▸ Short exercise a
From the records, format as a JSON list of strings the lines from the one with "[locate] the dirt" up to and including the one with "<point>480,67</point>", one string per line and leaving out blank lines.

Drupal Load Testing
How to Start Drupal Load Testing with JMeter and Azure
The What
Let me preface this blog by stating that I am not a Drupal admin. However, I see Drupal enough to make me want to dive into it's architecture and understand how different components may help or hurt performance at high load, which got me to the question of "how do I actually load test Drupal".
In this post I want to cover how we can use a sitemap to run JMeter Load Tests against Drupal. This should lay the groundwork for being able to accurately understand how different architectural changes impact your site's performance.
The Why
Drupal is a popular CMS, but for better or worse Drupal is sometimes a mystery in terms of how it executes and performs. Cloud engineers and architects want to make sure their architectures are optimized and scaled to handle load, but usually there is no way to validate whether their design changes will truly improve their site before releasing it publicly. However, this isn't optimal since by then it's too late should we realize that our changes still don't improve performance at high-load times. On the flip side, we may realize that we are over-spending on resources to scale out for a load we may simply never receive. Ultimately, we would like a way to run experiments and understand our changes before we promote these changes to production.
The How
Prerequisite - Docker to Run Drupal
Before diving into the load test, I need a Drupal site that I can work with. I've decided to run this locally with the following Docker Compose file. You do not need to run your Drupal site as I do with containers, this is just the way I decided to get started quickly. I also use the demo unami site to create content when I navigate to the UI of the site and run the initial install:
version: '2'
services:
mysql:
image: mysql
environment:
MYSQL_ROOT_PASSWORD: example
MYSQL_DATABASE: drupaldb
volumes:
- 'mysql_data:/var/lib/mysql'
drupal:
image: drupal:10
ports:
- '80:80'
depends_on:
- mysql
volumes:
mysql_data:
driver: local
Question: What Paths Exist in the Site
It would be ideal that we load test the site by hitting all the unique paths exposed. How do we find this list of paths exposed in the site? One way may be to leverage a sitemap - this should document all the paths of our site.

▸ Data listing
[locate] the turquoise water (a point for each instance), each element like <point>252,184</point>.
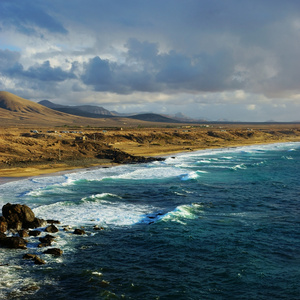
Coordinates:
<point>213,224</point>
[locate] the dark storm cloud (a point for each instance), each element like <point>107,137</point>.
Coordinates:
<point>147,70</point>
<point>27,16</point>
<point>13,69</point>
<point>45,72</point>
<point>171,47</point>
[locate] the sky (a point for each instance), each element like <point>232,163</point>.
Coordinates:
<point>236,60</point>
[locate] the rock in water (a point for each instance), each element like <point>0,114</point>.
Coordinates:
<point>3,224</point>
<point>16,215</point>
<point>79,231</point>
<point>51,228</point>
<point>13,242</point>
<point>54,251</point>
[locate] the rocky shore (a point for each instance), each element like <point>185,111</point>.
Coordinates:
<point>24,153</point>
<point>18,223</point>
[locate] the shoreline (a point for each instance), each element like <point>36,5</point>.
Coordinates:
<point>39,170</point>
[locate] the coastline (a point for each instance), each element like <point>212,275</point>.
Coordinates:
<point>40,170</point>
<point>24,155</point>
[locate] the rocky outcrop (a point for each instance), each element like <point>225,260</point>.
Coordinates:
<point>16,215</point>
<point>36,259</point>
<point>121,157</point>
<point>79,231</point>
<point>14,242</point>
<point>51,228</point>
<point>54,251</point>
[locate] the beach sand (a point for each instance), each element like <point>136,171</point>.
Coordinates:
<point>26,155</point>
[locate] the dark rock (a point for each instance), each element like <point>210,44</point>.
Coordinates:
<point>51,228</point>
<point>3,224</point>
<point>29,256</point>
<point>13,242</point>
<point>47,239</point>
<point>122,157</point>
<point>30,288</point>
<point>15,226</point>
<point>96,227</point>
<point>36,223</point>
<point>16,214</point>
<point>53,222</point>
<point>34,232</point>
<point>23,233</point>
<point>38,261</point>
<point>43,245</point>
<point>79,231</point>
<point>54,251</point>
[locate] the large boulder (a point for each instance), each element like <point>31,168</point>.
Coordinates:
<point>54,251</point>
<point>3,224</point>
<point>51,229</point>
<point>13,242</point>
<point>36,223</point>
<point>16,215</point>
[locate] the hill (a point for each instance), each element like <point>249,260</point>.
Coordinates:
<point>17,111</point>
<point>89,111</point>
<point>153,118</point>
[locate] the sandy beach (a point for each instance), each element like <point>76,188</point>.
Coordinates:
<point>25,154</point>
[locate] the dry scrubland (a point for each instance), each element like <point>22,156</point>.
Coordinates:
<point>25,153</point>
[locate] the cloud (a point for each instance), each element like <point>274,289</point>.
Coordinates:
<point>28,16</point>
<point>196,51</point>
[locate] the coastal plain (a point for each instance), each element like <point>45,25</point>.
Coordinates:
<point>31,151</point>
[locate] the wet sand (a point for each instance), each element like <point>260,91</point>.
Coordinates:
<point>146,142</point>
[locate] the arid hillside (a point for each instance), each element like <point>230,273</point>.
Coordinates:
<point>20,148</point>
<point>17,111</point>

...

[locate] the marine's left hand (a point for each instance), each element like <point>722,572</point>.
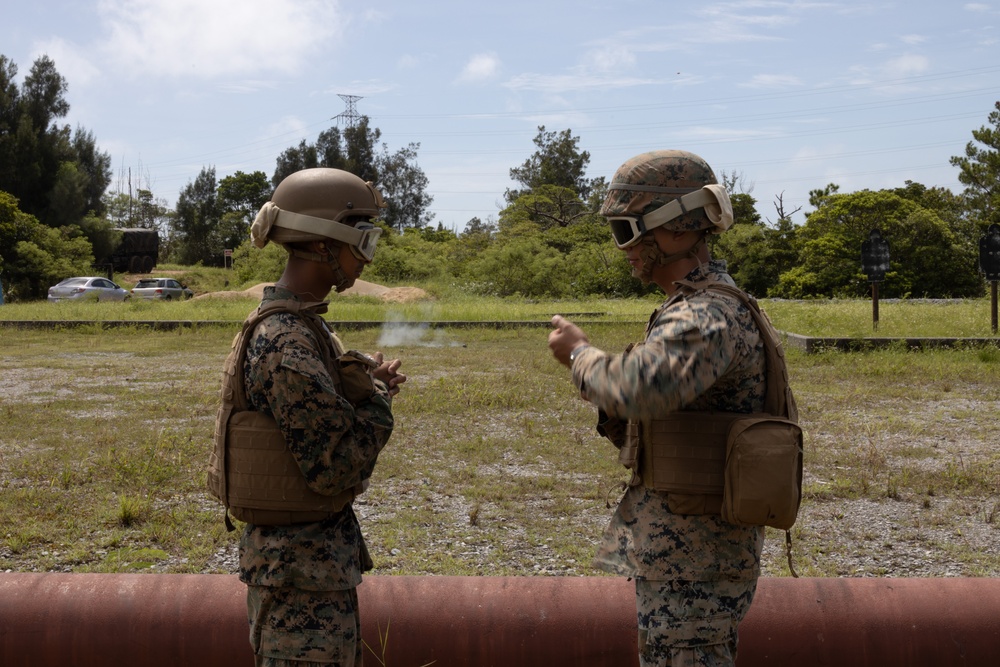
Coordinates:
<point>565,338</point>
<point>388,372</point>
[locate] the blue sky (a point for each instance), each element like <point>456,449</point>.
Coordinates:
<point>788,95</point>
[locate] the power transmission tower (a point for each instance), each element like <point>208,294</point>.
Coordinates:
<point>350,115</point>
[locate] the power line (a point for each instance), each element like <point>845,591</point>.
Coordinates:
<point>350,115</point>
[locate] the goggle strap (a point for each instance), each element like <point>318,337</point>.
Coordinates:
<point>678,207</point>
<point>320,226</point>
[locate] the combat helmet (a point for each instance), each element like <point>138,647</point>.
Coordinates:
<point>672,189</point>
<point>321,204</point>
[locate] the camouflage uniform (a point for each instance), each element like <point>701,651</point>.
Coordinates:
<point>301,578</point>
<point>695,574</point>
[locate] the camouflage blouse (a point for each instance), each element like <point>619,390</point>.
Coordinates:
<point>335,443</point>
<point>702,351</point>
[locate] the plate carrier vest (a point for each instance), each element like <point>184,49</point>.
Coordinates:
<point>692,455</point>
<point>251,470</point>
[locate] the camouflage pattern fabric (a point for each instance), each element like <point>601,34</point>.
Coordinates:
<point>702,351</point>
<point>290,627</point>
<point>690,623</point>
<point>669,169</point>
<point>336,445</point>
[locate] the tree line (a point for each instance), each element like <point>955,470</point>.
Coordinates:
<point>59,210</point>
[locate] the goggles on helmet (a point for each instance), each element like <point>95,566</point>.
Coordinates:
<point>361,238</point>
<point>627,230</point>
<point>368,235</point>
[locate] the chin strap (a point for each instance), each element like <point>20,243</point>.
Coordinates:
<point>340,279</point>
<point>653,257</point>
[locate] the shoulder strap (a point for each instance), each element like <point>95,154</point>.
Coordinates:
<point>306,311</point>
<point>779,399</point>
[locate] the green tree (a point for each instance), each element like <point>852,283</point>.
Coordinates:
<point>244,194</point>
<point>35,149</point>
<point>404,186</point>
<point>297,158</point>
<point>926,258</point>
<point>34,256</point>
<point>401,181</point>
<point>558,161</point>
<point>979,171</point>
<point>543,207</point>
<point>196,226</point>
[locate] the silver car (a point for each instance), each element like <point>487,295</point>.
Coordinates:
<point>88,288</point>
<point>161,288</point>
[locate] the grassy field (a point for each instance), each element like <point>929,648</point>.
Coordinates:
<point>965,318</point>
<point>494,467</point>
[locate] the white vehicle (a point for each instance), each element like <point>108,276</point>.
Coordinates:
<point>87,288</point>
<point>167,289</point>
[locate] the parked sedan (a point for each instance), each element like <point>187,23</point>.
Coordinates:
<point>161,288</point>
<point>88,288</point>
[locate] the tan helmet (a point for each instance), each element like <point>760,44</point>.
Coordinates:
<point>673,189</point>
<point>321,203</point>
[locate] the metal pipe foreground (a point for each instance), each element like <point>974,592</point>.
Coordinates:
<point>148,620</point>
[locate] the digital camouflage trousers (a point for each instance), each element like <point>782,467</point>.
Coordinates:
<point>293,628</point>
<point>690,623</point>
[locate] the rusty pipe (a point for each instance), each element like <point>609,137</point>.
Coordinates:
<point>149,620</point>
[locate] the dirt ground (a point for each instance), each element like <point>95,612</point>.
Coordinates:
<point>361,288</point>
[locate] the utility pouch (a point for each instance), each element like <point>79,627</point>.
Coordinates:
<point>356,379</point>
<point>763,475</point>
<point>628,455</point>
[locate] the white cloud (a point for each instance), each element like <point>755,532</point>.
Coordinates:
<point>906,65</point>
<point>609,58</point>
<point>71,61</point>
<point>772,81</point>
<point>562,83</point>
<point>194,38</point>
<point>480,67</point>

▸ Short exercise b
Summarize the Drupal load testing post in two sentences.

▸ Task solution a
[
  "[locate] the dirt ground (a point for each instance), each element like <point>95,612</point>.",
  "Coordinates:",
  "<point>361,288</point>",
  "[locate] the utility pouch (a point for each instance), each element like <point>79,627</point>.",
  "Coordinates:",
  "<point>356,379</point>",
  "<point>763,475</point>",
  "<point>628,455</point>",
  "[locate] the white cloud (a point for each instance), each element like <point>755,532</point>.",
  "Coordinates:",
  "<point>906,65</point>",
  "<point>609,58</point>",
  "<point>71,61</point>",
  "<point>772,81</point>",
  "<point>562,83</point>",
  "<point>194,38</point>",
  "<point>480,67</point>"
]

▸ Task solution b
The post explains how to use a sitemap to run JMeter load tests against Drupal, so that the effect of architectural changes on site performance can be understood before those changes are promoted to production. As a starting point, the author runs a Drupal site locally with a Docker Compose file that defines MySQL and Drupal 10 services, and proposes a sitemap as a way to find all the paths the site exposes.